Using the entries below, output exactly the line containing "I would appreciate it if you could identify the paris" and all lines that follow it to the end.
* BEGIN Records to use *
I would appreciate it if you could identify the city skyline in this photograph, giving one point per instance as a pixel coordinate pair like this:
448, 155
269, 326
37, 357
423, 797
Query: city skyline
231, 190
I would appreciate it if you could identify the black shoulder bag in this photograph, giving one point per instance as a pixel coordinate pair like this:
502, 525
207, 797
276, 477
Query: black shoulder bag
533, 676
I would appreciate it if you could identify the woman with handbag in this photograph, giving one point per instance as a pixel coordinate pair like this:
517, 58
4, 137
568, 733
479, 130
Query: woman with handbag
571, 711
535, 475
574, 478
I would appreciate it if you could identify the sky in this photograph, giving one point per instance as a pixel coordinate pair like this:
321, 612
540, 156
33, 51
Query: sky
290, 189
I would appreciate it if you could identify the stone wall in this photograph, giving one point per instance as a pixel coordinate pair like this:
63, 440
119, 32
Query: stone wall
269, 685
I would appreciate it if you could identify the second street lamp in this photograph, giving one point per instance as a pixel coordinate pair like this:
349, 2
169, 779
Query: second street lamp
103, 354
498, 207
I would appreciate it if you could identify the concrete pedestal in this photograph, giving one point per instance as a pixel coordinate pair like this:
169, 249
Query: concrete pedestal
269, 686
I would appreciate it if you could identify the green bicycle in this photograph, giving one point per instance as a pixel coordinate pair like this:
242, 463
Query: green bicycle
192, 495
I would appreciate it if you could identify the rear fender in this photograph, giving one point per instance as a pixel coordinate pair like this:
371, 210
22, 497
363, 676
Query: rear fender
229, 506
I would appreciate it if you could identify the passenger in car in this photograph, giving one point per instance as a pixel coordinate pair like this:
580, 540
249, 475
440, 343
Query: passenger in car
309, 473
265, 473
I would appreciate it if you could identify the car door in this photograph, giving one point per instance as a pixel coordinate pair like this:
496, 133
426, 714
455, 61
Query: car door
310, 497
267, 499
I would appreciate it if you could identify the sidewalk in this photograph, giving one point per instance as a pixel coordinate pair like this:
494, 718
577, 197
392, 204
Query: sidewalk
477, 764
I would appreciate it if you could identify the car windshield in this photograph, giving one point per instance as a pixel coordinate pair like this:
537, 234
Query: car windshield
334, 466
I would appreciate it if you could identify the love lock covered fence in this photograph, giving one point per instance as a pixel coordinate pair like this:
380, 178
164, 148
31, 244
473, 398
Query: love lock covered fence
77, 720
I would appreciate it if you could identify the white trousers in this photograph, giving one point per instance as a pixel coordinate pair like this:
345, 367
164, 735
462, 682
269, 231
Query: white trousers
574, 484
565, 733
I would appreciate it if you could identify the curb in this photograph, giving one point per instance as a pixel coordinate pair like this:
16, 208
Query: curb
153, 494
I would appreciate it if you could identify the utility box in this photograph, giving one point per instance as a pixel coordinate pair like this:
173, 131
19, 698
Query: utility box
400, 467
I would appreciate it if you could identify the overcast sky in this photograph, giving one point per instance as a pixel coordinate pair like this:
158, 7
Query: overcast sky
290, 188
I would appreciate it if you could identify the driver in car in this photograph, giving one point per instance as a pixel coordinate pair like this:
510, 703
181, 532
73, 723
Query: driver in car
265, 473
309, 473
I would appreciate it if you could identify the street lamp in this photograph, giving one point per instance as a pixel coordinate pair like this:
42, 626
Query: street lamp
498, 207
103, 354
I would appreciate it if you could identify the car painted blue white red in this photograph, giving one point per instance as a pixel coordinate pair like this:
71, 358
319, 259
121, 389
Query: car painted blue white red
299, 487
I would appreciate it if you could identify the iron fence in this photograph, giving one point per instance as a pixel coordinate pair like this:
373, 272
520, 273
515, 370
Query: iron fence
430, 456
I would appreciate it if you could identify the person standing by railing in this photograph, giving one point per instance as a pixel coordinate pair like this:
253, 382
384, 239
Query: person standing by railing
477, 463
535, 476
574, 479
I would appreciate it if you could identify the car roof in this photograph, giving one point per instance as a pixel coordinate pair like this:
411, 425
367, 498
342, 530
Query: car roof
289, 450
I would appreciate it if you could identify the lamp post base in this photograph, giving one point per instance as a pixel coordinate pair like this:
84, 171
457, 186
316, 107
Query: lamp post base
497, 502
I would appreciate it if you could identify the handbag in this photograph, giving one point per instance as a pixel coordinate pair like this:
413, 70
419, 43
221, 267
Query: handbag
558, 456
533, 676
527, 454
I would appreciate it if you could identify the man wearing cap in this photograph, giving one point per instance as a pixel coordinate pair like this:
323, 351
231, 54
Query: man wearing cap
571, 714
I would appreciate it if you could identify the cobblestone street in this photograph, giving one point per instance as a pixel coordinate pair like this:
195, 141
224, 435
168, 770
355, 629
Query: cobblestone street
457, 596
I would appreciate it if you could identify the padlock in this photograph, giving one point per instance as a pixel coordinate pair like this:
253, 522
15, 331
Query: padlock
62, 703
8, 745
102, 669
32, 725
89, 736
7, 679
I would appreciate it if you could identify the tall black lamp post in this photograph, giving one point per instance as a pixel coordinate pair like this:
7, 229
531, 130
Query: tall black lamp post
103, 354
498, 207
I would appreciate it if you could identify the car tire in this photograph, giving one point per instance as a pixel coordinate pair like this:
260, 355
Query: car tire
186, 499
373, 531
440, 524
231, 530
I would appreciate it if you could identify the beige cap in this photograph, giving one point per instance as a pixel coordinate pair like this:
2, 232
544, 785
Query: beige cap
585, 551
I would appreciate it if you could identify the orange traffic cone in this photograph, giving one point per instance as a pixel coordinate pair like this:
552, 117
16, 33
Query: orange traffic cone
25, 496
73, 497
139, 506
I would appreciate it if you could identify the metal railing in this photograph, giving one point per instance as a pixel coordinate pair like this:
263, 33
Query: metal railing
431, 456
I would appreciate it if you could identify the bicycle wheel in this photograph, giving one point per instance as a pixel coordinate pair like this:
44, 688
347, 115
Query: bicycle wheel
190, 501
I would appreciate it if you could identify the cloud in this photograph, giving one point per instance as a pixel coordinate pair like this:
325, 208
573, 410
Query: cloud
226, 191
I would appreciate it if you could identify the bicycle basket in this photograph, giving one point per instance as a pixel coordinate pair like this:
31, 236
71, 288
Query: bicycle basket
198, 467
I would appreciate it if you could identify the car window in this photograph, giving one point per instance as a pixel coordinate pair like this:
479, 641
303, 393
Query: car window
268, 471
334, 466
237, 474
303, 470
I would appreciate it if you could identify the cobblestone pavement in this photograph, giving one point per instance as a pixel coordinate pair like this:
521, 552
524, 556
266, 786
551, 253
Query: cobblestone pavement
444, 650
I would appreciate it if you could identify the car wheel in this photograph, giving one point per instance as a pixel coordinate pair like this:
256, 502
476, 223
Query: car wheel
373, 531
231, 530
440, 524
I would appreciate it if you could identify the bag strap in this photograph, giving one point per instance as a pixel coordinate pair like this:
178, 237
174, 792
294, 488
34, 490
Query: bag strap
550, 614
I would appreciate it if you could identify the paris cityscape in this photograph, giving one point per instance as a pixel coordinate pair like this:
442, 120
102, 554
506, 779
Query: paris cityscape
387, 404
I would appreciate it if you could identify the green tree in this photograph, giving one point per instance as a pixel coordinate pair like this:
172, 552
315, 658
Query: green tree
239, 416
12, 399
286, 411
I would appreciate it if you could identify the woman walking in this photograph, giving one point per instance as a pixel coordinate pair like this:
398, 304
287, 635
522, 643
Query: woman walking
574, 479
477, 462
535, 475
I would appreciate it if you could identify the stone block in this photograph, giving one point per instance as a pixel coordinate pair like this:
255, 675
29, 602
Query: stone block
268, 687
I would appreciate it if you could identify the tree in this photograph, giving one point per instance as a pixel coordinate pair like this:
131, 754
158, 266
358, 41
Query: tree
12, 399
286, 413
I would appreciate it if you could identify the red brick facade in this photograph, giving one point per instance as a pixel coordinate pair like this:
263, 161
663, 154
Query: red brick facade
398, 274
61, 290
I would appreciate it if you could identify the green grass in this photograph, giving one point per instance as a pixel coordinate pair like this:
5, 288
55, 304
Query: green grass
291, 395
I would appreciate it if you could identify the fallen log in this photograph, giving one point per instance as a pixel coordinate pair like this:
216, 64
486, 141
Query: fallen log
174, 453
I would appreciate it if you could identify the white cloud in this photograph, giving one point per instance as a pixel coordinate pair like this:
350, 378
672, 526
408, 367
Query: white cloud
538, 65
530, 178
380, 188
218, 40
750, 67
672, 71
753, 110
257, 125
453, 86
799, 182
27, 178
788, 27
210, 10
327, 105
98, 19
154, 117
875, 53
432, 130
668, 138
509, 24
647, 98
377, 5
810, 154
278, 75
* END Records to use *
Solution |
I would appreciate it if you could identify the paris cityscape in this photograph, giving one point per instance as a pixel coordinate pair like this:
442, 120
102, 554
506, 779
Query: paris cityscape
387, 404
I would appreciate it if you could identify the green tree in this photograph, giving one point per instance as a pixel coordinate pair like this:
172, 552
315, 658
Query: green tree
239, 416
12, 399
286, 411
I would appreciate it if you could identify the woman walking in this photograph, giving one point per instance as a pixel coordinate pair like this:
398, 304
287, 635
522, 643
Query: woman walking
574, 479
477, 462
535, 475
I would appreciate it if you could identify the stone block in this photograph, giving one point per instance as a pixel coordinate pair like this:
255, 675
29, 602
Query: stone block
268, 687
I would appreciate it if you could identify the tree in this photograph, giving one point per instance as a pixel coordinate pair like this:
131, 754
158, 266
358, 41
Query: tree
12, 399
286, 413
I would appreciate it if you could identify the red brick facade in this photograph, giving one point per instance as a pixel coordinate pair like this:
263, 161
663, 154
Query: red brick facade
398, 274
61, 290
I would appreciate it if you could identify the green grass in this photograph, giving one point per instance as a pixel coordinate pair like this:
5, 288
55, 304
Query: green grass
291, 395
I would appreciate it if you could identify the fallen log in this photograph, giving one point per instance as a pixel coordinate pair like this:
216, 64
486, 141
Query: fallen log
174, 453
I would appreciate it if you could identify the white cloud in this photograph, giving one point per instance as a pixel coordinate pair like this:
350, 378
672, 526
408, 367
Query: white cloud
538, 65
530, 178
380, 188
218, 40
750, 67
672, 71
753, 110
257, 125
453, 86
799, 182
27, 178
788, 27
210, 10
327, 105
98, 19
154, 117
875, 53
432, 130
668, 138
509, 24
647, 98
377, 5
810, 154
278, 75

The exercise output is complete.